# 課題:
下にある、初盆をしない場合の問題点についての文章を、最後の文のあとから続けて書いてください。

# 出典:
------------------------------------------------------------------------
初盆をしない場合の問題点を例を挙げて紹介
あなたが浄土真宗ならもちろん
初盆をしなくて済みます。
しかしそうでない場合は、初盆をしなく
てもいいということがわかっても何か
問題点があるのではないかと
不安になりますよね。
世間体が問題になる場合は可能なら
初盆を行なう方がいいでしょう。
親戚やご近所に説明して納得して
もらえるだけの理由があれば
初盆をしなくてもかまいません。
ただやりたくないというだけでは故人に
対して悼む気持ちがないと言われても
仕方ないでしょう。
初盆ができない例を挙げて問題点を
考えてみましょう。
遠方にいる親族が高齢で参加が困難
お盆が8月の暑い時期に行われる地域
では、遠方から高齢の親族が移動すると
なると身体への負担が心配です。
親戚同士で相談して初盆はとりやめて
おきましょうという選択もあります。
しかしこれはあなたの事情ではなく
相手方の事情です。
高齢の親戚のせいにして初盆を
やらなかったと言われてしまうかも
しれません。
------------------------------------------------------------------------
# データ内容:

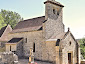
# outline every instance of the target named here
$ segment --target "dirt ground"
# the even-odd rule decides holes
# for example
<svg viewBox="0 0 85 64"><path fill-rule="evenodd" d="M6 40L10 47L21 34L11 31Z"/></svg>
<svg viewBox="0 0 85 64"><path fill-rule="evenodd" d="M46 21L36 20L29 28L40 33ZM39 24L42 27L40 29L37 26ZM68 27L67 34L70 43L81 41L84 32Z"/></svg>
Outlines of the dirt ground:
<svg viewBox="0 0 85 64"><path fill-rule="evenodd" d="M47 62L35 61L37 64L52 64ZM19 59L19 64L28 64L28 59Z"/></svg>

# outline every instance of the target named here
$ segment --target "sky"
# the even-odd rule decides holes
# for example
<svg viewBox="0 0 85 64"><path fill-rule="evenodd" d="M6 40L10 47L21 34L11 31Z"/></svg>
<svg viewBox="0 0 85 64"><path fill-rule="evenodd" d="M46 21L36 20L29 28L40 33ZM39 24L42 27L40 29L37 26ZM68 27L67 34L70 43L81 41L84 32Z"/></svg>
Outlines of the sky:
<svg viewBox="0 0 85 64"><path fill-rule="evenodd" d="M46 0L0 0L0 9L17 12L24 19L45 15ZM63 4L65 31L70 31L76 39L85 37L85 0L56 0Z"/></svg>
------------------------------------------------------------------------
# 出力結果:
高齢の方以外は参加できるのだから
やるべきという意見もあるでしょう。
関係者みんなに意見を聞いて
相談した方がいいでしょう。
家族の負担があまりにも重い
例えば、
認知症の家族の世話をしているなど
日常的な負担を背負っている場合、
初盆を行なうことで家族が命の危険に
さらされてしまいます。
誰かが代理で様子を見てくれると
言っても、介護に慣れていない人では
危険から守ることができないこともあり
安易に人に任せられません。
この場合はどうしても初盆をする必要が
あるなら、主催者を代理でやってもらう
方がいいでしょう。
そういう協力が得られないなら、
家族の命を危険にさらしてまで
初盆をすることはありません。
そもそもやる意味が見出せない
あなたに初盆をやらなければいけない
とか、初盆をやった方がいいという
考えがないのであれば、やらないという
選択をしたくなるでしょう。
しかしこの理由で人を説得できないのは
説明するまでもありません。
この場合は家族や親族に
「初盆はやらなくてもいいよね?」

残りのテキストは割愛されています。